Iceberg Data Lake on Amazon S3 with AWS Glue Catalog
Apache Iceberg is a high-performance open table format for analytic datasets. Iceberg brings the reliability and simplicity of SQL tables to big data, while making it possible for engines like Spark, Trino, Flink, Presto, Hive and Impala to safely work with the same tables, at the same time. Iceberg provides ACID compliance, Schema evolution, Time travel for data lakes.
Spark is currently the most feature-rich compute engine for Iceberg operations. Iceberg has several catalog back-ends that can be used to track tables like JDBC, Hive MetaStore and Glue.

(SUPPLIED INFORMATION)

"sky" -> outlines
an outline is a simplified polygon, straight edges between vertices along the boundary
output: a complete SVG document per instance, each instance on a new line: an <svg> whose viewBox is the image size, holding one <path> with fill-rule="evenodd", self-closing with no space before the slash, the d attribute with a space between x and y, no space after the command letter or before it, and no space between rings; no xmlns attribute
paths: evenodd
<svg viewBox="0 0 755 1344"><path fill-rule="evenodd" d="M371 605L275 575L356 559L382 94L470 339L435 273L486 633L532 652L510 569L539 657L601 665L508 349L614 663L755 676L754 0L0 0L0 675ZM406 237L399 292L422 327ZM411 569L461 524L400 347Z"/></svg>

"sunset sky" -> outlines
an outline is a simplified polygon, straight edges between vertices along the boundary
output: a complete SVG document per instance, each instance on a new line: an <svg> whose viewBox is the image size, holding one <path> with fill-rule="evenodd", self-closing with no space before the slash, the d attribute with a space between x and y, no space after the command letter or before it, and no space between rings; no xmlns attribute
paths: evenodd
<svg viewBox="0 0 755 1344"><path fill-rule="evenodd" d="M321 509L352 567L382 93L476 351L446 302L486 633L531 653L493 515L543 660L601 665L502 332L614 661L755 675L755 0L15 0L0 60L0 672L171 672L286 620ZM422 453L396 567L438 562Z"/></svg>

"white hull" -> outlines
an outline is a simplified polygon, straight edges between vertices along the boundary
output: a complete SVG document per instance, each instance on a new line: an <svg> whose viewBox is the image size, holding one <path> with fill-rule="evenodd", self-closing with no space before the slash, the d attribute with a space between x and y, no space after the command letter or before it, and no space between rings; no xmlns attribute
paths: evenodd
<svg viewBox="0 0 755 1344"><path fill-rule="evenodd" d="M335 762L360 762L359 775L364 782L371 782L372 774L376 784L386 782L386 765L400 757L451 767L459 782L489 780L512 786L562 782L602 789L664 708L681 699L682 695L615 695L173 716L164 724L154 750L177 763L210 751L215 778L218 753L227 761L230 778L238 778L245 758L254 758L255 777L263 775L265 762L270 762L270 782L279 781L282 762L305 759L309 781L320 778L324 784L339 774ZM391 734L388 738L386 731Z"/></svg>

(INSTRUCTIONS TO FOLLOW)
Answer these from the Iceberg data lake text above:
(a) Which compute engine does it call the most feature-rich for Iceberg operations?
(b) What catalog back-ends does it name for tracking tables?
(c) What three capabilities does it say Iceberg provides for data lakes?

(THE COMPLETED TASK)
(a) Spark
(b) JDBC, Hive MetaStore and Glue
(c) ACID compliance, schema evolution and time travel